Assignment
Output the lines of the records as a numbered list, from the start of the records through the line containing "box: [194, 234, 211, 243]". Leave out blank lines and pictures.
[Information Boundary: Start]
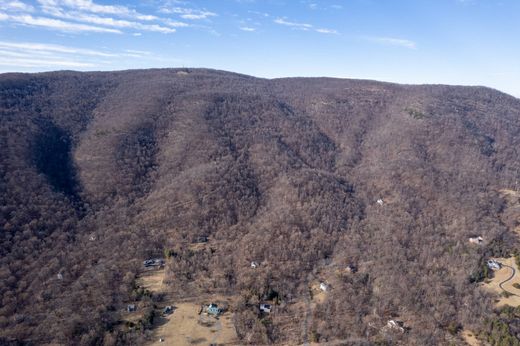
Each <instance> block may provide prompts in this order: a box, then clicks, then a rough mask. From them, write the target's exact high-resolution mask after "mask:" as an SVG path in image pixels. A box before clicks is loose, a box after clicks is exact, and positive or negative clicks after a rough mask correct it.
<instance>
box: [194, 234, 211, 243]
mask: <svg viewBox="0 0 520 346" xmlns="http://www.w3.org/2000/svg"><path fill="white" fill-rule="evenodd" d="M195 242H196V243H207V242H208V237H207V236H205V235H200V236H198V237H197V239H196V240H195Z"/></svg>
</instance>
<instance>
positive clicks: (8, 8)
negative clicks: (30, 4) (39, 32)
mask: <svg viewBox="0 0 520 346" xmlns="http://www.w3.org/2000/svg"><path fill="white" fill-rule="evenodd" d="M0 10H3V11H22V12H32V11H34V7H32V6H31V5H28V4H26V3H23V2H21V1H18V0H13V1H0Z"/></svg>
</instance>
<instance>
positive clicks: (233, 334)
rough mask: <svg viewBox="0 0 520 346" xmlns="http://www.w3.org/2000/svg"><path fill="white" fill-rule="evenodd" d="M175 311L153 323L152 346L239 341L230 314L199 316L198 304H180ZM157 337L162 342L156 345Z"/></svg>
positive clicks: (200, 343)
mask: <svg viewBox="0 0 520 346" xmlns="http://www.w3.org/2000/svg"><path fill="white" fill-rule="evenodd" d="M175 308H176V309H175V311H174V312H173V314H171V315H169V316H167V317H161V318H159V319H158V321H157V322H156V323H155V327H154V337H155V340H154V342H153V343H152V345H197V344H201V345H208V344H218V345H233V344H236V342H238V339H237V336H236V333H235V327H234V326H233V322H232V320H231V313H229V312H227V313H224V314H223V315H221V316H220V317H219V318H218V319H216V318H214V317H210V316H206V315H205V314H200V315H199V314H198V312H199V310H200V305H198V304H195V303H189V302H186V303H179V304H175ZM160 338H162V339H163V340H164V342H159V339H160Z"/></svg>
[Information Boundary: End]
Exercise answer
1. Each <instance> block may provide prompts in this order: a box, then clicks, then a rough mask. From them, write the target's exact high-resolution mask after "mask:" as an SVG path in image pixels. A box before clicks is loose, a box after clicks is exact, and positive or negative clicks after a rough mask correct it.
2. <instance>
3. box: [194, 234, 211, 243]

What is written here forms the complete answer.